• _Action item_
Output every entry below exactly, without its pictures.

┌─ Dataset records

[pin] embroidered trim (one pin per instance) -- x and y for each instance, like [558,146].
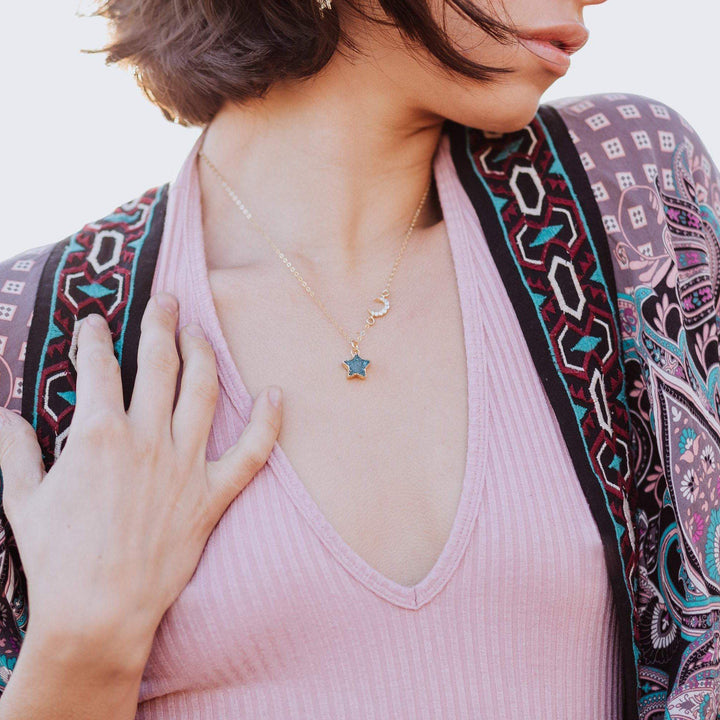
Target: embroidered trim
[544,230]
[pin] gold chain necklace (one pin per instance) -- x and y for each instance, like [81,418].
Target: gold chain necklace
[356,365]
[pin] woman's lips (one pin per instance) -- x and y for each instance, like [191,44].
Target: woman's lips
[554,45]
[558,59]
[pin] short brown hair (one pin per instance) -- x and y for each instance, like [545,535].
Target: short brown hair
[189,56]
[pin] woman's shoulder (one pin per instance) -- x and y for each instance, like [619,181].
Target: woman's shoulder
[617,128]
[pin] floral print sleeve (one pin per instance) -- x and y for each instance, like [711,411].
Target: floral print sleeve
[659,194]
[19,278]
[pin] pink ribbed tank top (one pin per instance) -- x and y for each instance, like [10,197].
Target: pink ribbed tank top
[282,620]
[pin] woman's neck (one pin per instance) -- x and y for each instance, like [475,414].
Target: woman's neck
[332,168]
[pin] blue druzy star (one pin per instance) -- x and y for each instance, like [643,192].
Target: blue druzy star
[356,366]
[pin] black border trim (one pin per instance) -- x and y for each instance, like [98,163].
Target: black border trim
[544,360]
[142,280]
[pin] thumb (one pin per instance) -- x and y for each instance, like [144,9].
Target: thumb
[230,473]
[20,460]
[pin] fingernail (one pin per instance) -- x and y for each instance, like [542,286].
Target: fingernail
[167,301]
[275,395]
[95,320]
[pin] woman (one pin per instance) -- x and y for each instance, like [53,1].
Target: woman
[507,502]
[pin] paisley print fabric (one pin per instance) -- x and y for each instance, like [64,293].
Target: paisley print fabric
[658,192]
[607,207]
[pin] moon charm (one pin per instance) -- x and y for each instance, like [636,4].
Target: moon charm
[383,311]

└─

• _Exercise response_
[pin] embroidered trim (one pin per instance) -- x and y for each instance, like [558,146].
Target: embroidered trim
[544,230]
[pin] gold chain necklace (one pin per instance) -- x and y for each instance, like [81,418].
Target: gold chain necklace
[356,365]
[pin] woman's lips (one pin per instance) -- x and y for each instance, like [191,44].
Target: woman's lips
[554,45]
[558,59]
[pin] short brown hair (one pin per instance) -- x and y for each instance, like [545,535].
Target: short brown hair
[189,56]
[pin] woman's shoulder (one pin per instance) -- x and y for each instance, like [619,181].
Target: woman's shoulder
[617,128]
[pin] floral print sleeve (one pin per instance) -- x and y for each instance, like [711,411].
Target: floral print sleeve
[659,194]
[19,278]
[pin] pink ribbed tank top (one pin per instance) -- x and y for each instance, like [10,197].
Target: pink ribbed tank top
[282,620]
[pin] woman's neck (one pin per instance) -- x and y for each instance, like [475,414].
Target: woman's neck
[332,168]
[pin] blue druzy star (one pin per instance) -- x and y for each instance, like [643,192].
Target: blue druzy star
[356,366]
[pin] black border trim (one pin per instance) -- x and y for each instance, like [98,163].
Target: black border trim
[544,360]
[142,280]
[pin] thumb (one pin per instance) -- x and y for each instance, like [144,9].
Target: thumb
[230,473]
[20,460]
[pin] fingernail (one pin per instance) -- x and y for each instance, like [542,286].
Target: fingernail
[167,301]
[275,395]
[95,320]
[pin] woman (one pin per instance) -- x and y for each instance, like [53,1].
Target: woman
[507,502]
[pin] paisley print fabric (one pin per instance) -- x and y for each instance, like [64,293].
Target: paisley print fabric
[658,192]
[607,207]
[pin] moon charm (one pin per instance) -- x and y for each instance, like [636,4].
Target: moon charm
[383,311]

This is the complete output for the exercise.